Parts of the exercise:
1 – Rewrite the passage of the post on Caitlin Moran's book starting with "I have not yet" and going on through "and their penises.", with "bewilderment" replaced by "puzzlement".
2 – Identify every row that contains the string "face" and copy each one out in full, treating uppercase and lowercase letters as different.

Archive | July, 2023

About ‘What about men?’

7 Jul

I have not yet read Caitlin Moran’s new book, ‘What about men?’, as it has only just come out. However, its publication has been trailed by a series of articles written by the author herself, which I have read with increasing bewilderment. And I have listened to interviews on Newsnight and Women’s Hour as the publicity machine has rolled on.

Like many others, I quite enjoyed ‘How to be a Woman’ when it came out over a decade ago – although I did find some of its famously ‘frank discussion’ of female bodies a little outre for my taste, and often lacking in attention to the surrounding social context of emergent womanhood. As the kind of feminist who has focussed more on minimum wages than, er, minges, I could live and let live on that one. However, de-contextualised body talk becomes a bit more awkward when applied to men and their penises.

In an article for Esquire magazine, Caitlin Moran compiles a list of ’12 things about being a man that you need women to tell you about’. She positions ‘No-one is being honest and positive about your willies’ in the No. 1 spot and proceeds to bemoan the lack of conversations about average-sized or smaller penises, and men’s need to feel good about them.  As high-profile women now frequently do stand-up routines about the nature of their vaginas (smelly, baggy, apparently) and joke about their genitalia, there is a crying need for men to do the same.  She argues that a joyful, open conversation about penises shouldn’t be viewed as impossible to achieve, given that women’s new ability to talk about their vaginas would have ‘seemed equally mad and weird in 1997’.

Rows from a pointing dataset
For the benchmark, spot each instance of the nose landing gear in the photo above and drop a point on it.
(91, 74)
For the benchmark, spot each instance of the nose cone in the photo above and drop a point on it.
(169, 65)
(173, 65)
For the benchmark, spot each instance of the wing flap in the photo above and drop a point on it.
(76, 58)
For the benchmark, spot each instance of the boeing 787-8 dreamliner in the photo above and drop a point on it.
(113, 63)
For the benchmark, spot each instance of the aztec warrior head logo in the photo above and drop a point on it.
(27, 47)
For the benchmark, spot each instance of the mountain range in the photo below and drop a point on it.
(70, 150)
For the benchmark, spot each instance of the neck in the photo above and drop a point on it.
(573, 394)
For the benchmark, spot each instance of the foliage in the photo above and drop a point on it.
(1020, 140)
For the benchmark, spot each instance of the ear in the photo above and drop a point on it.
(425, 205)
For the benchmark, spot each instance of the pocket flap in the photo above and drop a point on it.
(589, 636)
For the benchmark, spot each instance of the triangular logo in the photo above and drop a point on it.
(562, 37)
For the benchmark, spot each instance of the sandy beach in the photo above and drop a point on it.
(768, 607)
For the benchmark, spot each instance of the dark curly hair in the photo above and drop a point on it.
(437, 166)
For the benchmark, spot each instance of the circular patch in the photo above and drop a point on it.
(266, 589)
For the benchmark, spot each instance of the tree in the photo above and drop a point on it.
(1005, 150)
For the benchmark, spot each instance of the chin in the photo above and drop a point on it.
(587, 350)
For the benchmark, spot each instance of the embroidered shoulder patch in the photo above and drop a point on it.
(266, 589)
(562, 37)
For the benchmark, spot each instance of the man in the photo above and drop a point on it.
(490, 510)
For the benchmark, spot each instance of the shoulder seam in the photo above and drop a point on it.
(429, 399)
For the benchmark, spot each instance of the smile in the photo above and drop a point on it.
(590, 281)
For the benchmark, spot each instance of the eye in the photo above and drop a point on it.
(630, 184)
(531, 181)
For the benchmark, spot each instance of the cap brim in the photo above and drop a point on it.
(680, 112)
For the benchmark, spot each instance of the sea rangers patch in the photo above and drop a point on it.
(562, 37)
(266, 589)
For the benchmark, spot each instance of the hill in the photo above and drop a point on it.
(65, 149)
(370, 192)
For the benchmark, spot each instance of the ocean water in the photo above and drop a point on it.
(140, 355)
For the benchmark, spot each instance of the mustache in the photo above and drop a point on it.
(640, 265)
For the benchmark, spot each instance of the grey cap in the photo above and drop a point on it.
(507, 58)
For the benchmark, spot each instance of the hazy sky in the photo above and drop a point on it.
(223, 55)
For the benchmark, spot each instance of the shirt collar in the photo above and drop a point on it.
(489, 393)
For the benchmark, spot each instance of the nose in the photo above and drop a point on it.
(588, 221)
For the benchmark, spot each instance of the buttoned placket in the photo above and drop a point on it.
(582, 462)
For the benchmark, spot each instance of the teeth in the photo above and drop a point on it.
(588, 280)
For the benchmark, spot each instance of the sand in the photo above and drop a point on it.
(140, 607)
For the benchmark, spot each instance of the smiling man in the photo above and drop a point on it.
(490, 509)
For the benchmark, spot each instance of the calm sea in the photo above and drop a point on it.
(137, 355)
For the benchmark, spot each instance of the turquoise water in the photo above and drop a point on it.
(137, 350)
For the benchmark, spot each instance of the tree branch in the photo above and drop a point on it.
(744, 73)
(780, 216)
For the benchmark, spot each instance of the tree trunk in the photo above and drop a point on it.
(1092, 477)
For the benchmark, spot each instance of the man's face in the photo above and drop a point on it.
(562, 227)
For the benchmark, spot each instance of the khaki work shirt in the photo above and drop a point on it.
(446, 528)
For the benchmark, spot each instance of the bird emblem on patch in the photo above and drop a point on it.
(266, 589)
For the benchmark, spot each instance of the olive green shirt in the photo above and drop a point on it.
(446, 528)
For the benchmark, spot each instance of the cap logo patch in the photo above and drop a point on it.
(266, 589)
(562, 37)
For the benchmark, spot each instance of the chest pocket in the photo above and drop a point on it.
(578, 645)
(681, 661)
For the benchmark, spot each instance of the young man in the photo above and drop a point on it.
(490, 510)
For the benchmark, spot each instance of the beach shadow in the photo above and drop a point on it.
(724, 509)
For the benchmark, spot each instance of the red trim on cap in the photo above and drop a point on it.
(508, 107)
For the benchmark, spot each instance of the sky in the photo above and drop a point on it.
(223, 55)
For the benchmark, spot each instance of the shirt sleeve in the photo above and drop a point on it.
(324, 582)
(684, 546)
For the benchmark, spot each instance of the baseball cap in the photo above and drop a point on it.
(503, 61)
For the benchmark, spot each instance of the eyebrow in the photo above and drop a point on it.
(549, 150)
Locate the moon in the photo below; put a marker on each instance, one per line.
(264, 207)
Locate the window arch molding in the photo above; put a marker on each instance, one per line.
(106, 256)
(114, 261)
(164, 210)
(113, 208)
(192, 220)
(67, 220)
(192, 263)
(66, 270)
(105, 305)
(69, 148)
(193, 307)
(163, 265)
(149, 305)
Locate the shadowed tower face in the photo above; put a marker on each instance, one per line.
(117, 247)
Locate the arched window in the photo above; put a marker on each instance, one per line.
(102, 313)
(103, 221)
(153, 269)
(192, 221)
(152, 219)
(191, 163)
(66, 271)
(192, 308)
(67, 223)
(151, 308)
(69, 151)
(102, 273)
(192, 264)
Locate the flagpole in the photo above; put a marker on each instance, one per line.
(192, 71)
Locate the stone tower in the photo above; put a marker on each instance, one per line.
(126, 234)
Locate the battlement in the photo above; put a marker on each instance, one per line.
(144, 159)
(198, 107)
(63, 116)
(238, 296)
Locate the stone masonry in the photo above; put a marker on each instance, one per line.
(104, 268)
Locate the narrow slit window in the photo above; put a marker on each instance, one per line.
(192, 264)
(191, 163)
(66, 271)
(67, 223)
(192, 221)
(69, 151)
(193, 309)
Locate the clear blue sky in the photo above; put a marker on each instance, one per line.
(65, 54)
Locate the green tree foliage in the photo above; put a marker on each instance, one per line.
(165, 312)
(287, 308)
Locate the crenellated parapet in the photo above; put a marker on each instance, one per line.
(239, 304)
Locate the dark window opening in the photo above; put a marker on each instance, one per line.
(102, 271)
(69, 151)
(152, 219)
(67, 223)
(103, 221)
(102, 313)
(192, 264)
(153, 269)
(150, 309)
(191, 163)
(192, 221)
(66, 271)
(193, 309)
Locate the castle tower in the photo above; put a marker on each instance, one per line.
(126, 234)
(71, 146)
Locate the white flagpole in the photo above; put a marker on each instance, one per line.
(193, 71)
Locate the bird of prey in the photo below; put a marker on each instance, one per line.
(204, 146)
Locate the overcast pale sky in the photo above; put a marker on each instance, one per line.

Completed exercise:
1 –
I have not yet read Caitlin Moran’s new book, ‘What about men?’, as it has only just come out. However, its publication has been trailed by a series of articles written by the author herself, which I have read with increasing puzzlement. And I have listened to interviews on Newsnight and Women’s Hour as the publicity machine has rolled on.

Like many others, I quite enjoyed ‘How to be a Woman’ when it came out over a decade ago – although I did find some of its famously ‘frank discussion’ of female bodies a little outre for my taste, and often lacking in attention to the surrounding social context of emergent womanhood. As the kind of feminist who has focussed more on minimum wages than, er, minges, I could live and let live on that one. However, de-contextualised body talk becomes a bit more awkward when applied to men and their penises.

2 –
For the benchmark, spot each instance of the man's face in the photo above and drop a point on it.
Locate the shadowed tower face in the photo above; put a marker on each instance, one per line.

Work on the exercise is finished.